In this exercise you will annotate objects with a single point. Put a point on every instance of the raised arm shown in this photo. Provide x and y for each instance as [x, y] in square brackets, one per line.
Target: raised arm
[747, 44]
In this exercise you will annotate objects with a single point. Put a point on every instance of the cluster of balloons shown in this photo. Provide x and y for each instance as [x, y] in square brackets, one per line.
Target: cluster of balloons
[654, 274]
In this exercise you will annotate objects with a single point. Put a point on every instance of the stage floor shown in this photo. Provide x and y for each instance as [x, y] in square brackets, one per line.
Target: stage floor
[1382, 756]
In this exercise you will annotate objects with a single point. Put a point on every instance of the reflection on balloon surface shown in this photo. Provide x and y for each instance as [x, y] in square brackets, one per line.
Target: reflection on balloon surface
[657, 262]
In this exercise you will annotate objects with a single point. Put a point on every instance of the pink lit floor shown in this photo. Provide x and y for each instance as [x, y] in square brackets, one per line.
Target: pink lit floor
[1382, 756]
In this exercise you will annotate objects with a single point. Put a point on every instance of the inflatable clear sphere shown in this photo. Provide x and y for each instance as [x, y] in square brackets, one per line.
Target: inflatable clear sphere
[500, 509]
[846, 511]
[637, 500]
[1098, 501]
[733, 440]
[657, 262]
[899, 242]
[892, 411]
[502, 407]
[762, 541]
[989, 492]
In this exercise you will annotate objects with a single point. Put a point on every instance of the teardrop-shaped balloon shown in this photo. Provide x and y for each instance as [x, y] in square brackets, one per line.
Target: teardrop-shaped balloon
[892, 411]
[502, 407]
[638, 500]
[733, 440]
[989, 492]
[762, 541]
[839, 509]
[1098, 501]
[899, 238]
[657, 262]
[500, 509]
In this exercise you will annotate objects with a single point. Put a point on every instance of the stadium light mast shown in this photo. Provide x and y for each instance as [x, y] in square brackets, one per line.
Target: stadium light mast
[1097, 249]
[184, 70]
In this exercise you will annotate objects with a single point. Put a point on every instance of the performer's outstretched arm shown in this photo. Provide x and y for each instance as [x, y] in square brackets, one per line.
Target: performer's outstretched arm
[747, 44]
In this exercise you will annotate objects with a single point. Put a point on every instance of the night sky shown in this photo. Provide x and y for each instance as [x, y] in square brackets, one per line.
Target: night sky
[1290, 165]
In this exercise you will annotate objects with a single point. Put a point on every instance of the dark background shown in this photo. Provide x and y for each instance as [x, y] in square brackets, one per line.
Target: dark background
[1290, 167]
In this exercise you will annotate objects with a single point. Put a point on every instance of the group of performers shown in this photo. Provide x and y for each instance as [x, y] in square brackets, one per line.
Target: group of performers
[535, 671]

◆ ◆ ◆ ◆ ◆

• Action item
Nothing should appear in the answer except the lines from the one containing "Target: performer's outstretched arm" to the end of the data above, reproduced exactly.

• Exercise solution
Target: performer's outstretched arm
[747, 44]
In this exercise you will annotate objects with a single point. Put a point on every instance of the night sky shown in this photo. Provide x and y for each instance as [x, y] in square brackets, one per line.
Target: night sky
[1290, 165]
In this exercise you will annotate objects with a single point. Put a point on every instance of the dark background shown in this photo. Provide x and y for each instance as [x, y] in square brackets, one per line.
Target: dark background
[1290, 167]
In this exercise you will annotate objects with a single point. Put a point on every instance of the group of performers shown in this photo. Provide x and y for each instance as [x, y] in square brackets, one per line.
Target: group of performers
[535, 671]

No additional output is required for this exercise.